REQUEST:
Please reproduce word for word the stretch of the listing below from the line containing "Query: red accent wall panel" through the end of the listing, and include nothing else.

EXCERPTED DATA:
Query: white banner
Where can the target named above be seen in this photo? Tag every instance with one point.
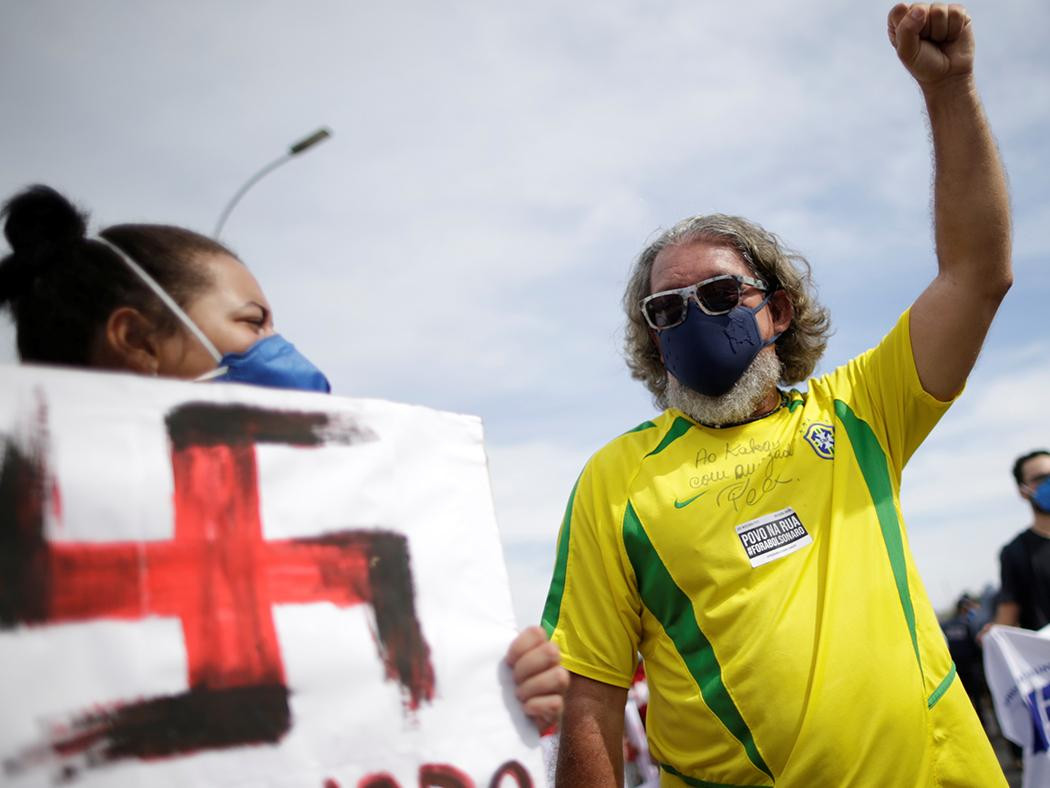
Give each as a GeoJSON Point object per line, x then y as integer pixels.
{"type": "Point", "coordinates": [216, 584]}
{"type": "Point", "coordinates": [1017, 670]}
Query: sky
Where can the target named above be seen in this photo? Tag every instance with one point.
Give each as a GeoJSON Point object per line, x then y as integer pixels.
{"type": "Point", "coordinates": [463, 240]}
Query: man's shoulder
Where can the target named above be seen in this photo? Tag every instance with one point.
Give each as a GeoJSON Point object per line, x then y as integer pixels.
{"type": "Point", "coordinates": [630, 448]}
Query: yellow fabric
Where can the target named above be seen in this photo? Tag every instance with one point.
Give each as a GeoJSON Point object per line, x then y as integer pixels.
{"type": "Point", "coordinates": [814, 648]}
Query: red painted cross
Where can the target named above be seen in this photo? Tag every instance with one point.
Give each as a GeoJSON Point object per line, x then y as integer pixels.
{"type": "Point", "coordinates": [221, 579]}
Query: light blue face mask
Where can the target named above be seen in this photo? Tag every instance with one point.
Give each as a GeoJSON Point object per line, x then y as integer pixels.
{"type": "Point", "coordinates": [272, 360]}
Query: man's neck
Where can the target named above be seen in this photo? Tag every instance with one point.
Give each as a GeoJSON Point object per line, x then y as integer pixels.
{"type": "Point", "coordinates": [770, 403]}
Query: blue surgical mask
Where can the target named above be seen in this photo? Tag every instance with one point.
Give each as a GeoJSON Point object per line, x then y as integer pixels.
{"type": "Point", "coordinates": [1041, 497]}
{"type": "Point", "coordinates": [709, 353]}
{"type": "Point", "coordinates": [272, 360]}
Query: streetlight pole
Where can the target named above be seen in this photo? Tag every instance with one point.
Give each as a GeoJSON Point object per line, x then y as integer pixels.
{"type": "Point", "coordinates": [293, 150]}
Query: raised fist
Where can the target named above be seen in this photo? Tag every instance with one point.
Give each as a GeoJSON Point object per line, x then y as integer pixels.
{"type": "Point", "coordinates": [935, 41]}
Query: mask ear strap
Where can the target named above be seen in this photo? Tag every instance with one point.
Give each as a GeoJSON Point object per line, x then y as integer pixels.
{"type": "Point", "coordinates": [163, 295]}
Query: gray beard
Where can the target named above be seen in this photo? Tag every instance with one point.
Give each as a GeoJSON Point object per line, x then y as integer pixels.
{"type": "Point", "coordinates": [736, 405]}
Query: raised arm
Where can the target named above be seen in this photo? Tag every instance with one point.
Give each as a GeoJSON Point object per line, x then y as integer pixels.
{"type": "Point", "coordinates": [971, 211]}
{"type": "Point", "coordinates": [591, 748]}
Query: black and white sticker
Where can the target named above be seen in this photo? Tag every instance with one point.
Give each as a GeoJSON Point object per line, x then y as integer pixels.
{"type": "Point", "coordinates": [773, 536]}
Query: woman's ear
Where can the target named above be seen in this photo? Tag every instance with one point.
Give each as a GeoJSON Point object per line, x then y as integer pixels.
{"type": "Point", "coordinates": [130, 341]}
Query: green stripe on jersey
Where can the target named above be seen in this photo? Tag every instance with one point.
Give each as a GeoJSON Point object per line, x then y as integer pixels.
{"type": "Point", "coordinates": [701, 783]}
{"type": "Point", "coordinates": [674, 610]}
{"type": "Point", "coordinates": [552, 609]}
{"type": "Point", "coordinates": [942, 687]}
{"type": "Point", "coordinates": [678, 428]}
{"type": "Point", "coordinates": [876, 472]}
{"type": "Point", "coordinates": [639, 428]}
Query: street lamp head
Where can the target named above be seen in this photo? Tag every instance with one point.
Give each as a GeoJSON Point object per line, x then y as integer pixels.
{"type": "Point", "coordinates": [308, 142]}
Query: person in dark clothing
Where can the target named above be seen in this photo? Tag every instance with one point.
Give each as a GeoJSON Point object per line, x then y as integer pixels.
{"type": "Point", "coordinates": [1024, 598]}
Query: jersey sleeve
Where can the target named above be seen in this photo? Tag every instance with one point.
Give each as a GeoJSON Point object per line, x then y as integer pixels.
{"type": "Point", "coordinates": [882, 388]}
{"type": "Point", "coordinates": [592, 610]}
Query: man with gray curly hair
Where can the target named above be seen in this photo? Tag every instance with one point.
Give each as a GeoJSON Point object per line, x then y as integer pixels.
{"type": "Point", "coordinates": [748, 542]}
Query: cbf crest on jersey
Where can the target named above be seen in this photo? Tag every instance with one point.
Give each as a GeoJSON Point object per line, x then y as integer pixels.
{"type": "Point", "coordinates": [821, 437]}
{"type": "Point", "coordinates": [218, 584]}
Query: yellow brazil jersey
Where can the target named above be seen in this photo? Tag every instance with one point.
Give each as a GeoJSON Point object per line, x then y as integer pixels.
{"type": "Point", "coordinates": [762, 572]}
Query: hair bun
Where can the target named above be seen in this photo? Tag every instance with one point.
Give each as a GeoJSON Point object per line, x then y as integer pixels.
{"type": "Point", "coordinates": [40, 218]}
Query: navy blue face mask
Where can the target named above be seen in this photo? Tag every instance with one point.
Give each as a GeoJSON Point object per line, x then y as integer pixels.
{"type": "Point", "coordinates": [1041, 497]}
{"type": "Point", "coordinates": [272, 360]}
{"type": "Point", "coordinates": [709, 353]}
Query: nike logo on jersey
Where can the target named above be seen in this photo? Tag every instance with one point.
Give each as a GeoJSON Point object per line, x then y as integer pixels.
{"type": "Point", "coordinates": [683, 504]}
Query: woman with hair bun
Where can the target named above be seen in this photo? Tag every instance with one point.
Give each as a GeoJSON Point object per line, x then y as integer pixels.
{"type": "Point", "coordinates": [153, 299]}
{"type": "Point", "coordinates": [158, 299]}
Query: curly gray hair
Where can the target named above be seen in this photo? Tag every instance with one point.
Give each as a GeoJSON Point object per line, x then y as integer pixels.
{"type": "Point", "coordinates": [799, 348]}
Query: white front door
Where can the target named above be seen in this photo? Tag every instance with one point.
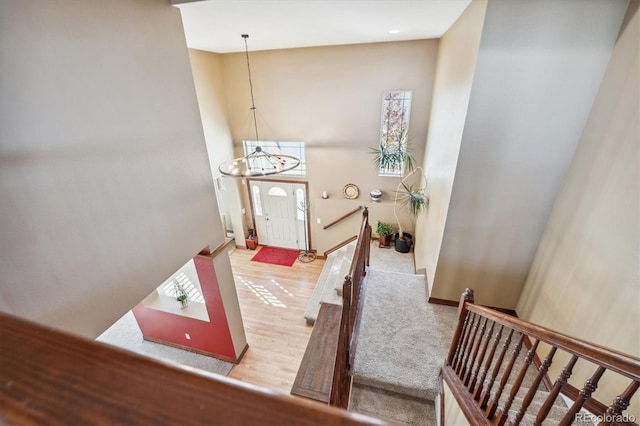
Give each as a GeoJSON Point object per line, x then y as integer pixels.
{"type": "Point", "coordinates": [278, 221]}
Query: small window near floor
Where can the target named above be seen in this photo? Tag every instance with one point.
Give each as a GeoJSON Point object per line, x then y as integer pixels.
{"type": "Point", "coordinates": [257, 202]}
{"type": "Point", "coordinates": [300, 203]}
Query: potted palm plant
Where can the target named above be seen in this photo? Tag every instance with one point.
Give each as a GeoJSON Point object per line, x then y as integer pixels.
{"type": "Point", "coordinates": [385, 231]}
{"type": "Point", "coordinates": [180, 293]}
{"type": "Point", "coordinates": [393, 156]}
{"type": "Point", "coordinates": [414, 198]}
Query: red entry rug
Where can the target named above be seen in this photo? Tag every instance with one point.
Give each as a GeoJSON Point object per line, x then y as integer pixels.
{"type": "Point", "coordinates": [276, 256]}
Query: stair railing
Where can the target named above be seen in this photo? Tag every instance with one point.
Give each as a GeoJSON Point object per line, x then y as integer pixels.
{"type": "Point", "coordinates": [343, 217]}
{"type": "Point", "coordinates": [349, 322]}
{"type": "Point", "coordinates": [51, 377]}
{"type": "Point", "coordinates": [340, 245]}
{"type": "Point", "coordinates": [479, 372]}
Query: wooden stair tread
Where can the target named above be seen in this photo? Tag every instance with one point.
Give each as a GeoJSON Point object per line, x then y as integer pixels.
{"type": "Point", "coordinates": [315, 374]}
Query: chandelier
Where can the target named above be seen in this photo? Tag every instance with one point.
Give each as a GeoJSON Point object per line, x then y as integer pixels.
{"type": "Point", "coordinates": [259, 162]}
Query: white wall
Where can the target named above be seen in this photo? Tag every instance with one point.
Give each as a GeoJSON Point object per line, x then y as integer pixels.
{"type": "Point", "coordinates": [585, 279]}
{"type": "Point", "coordinates": [537, 73]}
{"type": "Point", "coordinates": [456, 62]}
{"type": "Point", "coordinates": [104, 178]}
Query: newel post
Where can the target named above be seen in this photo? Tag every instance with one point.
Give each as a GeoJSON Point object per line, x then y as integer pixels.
{"type": "Point", "coordinates": [467, 297]}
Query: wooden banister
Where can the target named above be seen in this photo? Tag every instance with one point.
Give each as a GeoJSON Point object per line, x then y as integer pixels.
{"type": "Point", "coordinates": [343, 217]}
{"type": "Point", "coordinates": [340, 245]}
{"type": "Point", "coordinates": [51, 377]}
{"type": "Point", "coordinates": [467, 368]}
{"type": "Point", "coordinates": [349, 325]}
{"type": "Point", "coordinates": [619, 362]}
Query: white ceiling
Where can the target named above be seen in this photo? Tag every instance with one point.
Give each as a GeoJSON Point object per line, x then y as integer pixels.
{"type": "Point", "coordinates": [217, 25]}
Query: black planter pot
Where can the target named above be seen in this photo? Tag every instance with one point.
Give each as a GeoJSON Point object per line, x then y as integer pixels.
{"type": "Point", "coordinates": [385, 240]}
{"type": "Point", "coordinates": [403, 245]}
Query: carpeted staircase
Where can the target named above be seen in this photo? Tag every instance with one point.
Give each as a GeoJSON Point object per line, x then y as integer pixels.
{"type": "Point", "coordinates": [403, 342]}
{"type": "Point", "coordinates": [401, 347]}
{"type": "Point", "coordinates": [336, 267]}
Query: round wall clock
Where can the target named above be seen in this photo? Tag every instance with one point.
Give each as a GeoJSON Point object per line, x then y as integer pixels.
{"type": "Point", "coordinates": [350, 191]}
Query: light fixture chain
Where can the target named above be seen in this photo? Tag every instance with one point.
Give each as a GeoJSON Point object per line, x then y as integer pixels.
{"type": "Point", "coordinates": [253, 104]}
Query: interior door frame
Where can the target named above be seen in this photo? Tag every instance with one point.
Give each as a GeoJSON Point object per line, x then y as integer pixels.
{"type": "Point", "coordinates": [306, 197]}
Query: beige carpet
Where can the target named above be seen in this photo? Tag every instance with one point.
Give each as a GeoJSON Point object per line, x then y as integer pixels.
{"type": "Point", "coordinates": [126, 334]}
{"type": "Point", "coordinates": [403, 340]}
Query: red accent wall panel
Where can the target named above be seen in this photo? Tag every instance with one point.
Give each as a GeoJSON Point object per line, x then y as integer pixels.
{"type": "Point", "coordinates": [212, 337]}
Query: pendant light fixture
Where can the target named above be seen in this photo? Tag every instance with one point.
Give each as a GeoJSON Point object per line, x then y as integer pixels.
{"type": "Point", "coordinates": [259, 162]}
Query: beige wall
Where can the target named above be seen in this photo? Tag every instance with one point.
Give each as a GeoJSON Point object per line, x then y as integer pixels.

RESPONSE TO THIS EXERCISE:
Query: red accent wall panel
Where can the target named above be seen in this photo? Tag every instance with one point.
Give each as a GeoJSON Point object per line, x then y as integer pixels.
{"type": "Point", "coordinates": [212, 337]}
Query: pendant light fixture
Where can the target named above be seen in this photo? Tag every instance with one point.
Give each as a GeoJSON Point object per line, x then y as integer pixels.
{"type": "Point", "coordinates": [259, 162]}
Query: beige wall
Where can the target named above be seen in this photo? Tag every instance with one point.
Give each as a GeoJSON Point object per line, x then y as integer pixels.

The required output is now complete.